Erforderliche Aufgaben:
(1) Wie lange wurde fotografisches Gerät und Material laut dem Text über den Wandel der Fotografie immer kleiner, leichter und technisch vollkommener?
(2) Führen Sie den Text über den Wandel der Fotografie im Anschluss an seinen letzten Satz fort.

Was ist heute Fotografie

Bebilderung des Wandels
Schon vor der Ablösung bei den Speichermedien (Film tritt ab, digitale Speichermedien treten auf) wurde fotografisches Gerät und Material etwa 170 Jahre lang immer kleiner, leichter, besser zu bedienen und technisch vollkommener.

Allem Anschein
Allem Anschein nach wiederholte sich mit der Markteinführung der Digitalfotografie also nur ein weiteres Mal, was in der Geschichte des Mediums ohnehin ständig stattfand: eine technologische Innovation, die das Fotografieren erleichterte, damit den Markt eroberte und die Zielgruppe der aktiven Fotografinnen und Fotografen erweitern half. Planfilm verdrängte die Glasplatte, großformatige Balgenkameras wurden durch tragbare und ohne Stativ benutzbare Apparate für Rollfilm ersetzt und der Rollfilm durch den Kleinbildfilm in seiner Metallpatrone abgelöst. Immer gingen diese Innovationen gleichzeitig einher mit erleichterter Handhabung, dem Gewinn neuer Zielgruppen und Märkte und Verlusten an Bildqualität.

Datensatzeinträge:

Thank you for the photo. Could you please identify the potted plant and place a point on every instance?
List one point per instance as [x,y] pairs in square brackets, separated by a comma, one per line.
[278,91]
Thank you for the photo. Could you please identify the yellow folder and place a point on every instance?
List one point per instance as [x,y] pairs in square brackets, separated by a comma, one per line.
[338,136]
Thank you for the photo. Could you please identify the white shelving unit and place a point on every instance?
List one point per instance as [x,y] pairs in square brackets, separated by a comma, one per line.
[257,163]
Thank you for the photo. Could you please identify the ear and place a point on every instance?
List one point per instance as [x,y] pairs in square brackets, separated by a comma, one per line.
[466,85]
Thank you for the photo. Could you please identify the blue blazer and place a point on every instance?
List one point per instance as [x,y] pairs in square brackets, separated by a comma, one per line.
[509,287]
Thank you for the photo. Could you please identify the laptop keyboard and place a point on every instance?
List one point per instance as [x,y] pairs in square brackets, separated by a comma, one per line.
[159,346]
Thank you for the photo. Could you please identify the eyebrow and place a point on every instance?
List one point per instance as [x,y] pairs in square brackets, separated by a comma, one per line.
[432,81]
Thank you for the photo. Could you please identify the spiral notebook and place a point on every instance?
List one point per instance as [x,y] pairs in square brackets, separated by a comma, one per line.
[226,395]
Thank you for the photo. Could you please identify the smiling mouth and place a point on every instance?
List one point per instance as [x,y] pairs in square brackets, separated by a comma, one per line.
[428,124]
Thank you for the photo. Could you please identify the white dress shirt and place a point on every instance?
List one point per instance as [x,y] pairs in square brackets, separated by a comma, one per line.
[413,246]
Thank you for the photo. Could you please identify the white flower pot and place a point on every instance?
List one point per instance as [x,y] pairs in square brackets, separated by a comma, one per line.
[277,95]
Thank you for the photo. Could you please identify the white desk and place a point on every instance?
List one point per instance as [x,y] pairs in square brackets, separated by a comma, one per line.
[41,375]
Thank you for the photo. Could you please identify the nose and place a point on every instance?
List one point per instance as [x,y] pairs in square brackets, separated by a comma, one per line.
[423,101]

Gegebene Antworten:
(1) Etwa 170 Jahre lang.

(2)
Fortschritt soll es richten
Fortschritte bei der Herstellung von Filmmaterial, fotografischen Papieren und Chemie vermochten die Qualitätsminderung (oft nur teilweise) zu kompensieren: Vom ortho- zum panchromatischen Film oder von extrem niedrig empfindlichen bis zu trotz Empfindlichkeiten von 400/27°, 800/30°… 3200/36° ISO “brauchbaren” Filmen wurde das Material immer besser.

Ebenso die fotografische Ausrüstung: Immer lichtstärkere, verzeichnungsärmere und kontrastreichere Objektive mit je nach Wunsch immer längeren oder kürzeren Brennweiten. Genauere Belichtungsmesser, die irgendwann sogar in die Kamera eingebaut wurden. Exaktere und schnellere Verschlüsse, die ab den siebziger Jahren elektronisch gesteuert wurden. Die Elektronik lernte zunehmend, die Informationen aus Belichtungs- und Entfernungsmesser in Signale zur Steuerung von Motoren umzusetzen, die den FotografInnen das tatsächliche Einstellen der korrekten Werte weitgehend abnahmen – bis hin zum Autofokus … der Fortschritt in der Fotoindustrie war zugleich Folge und Motor vieler anderer technologischer Innovationen.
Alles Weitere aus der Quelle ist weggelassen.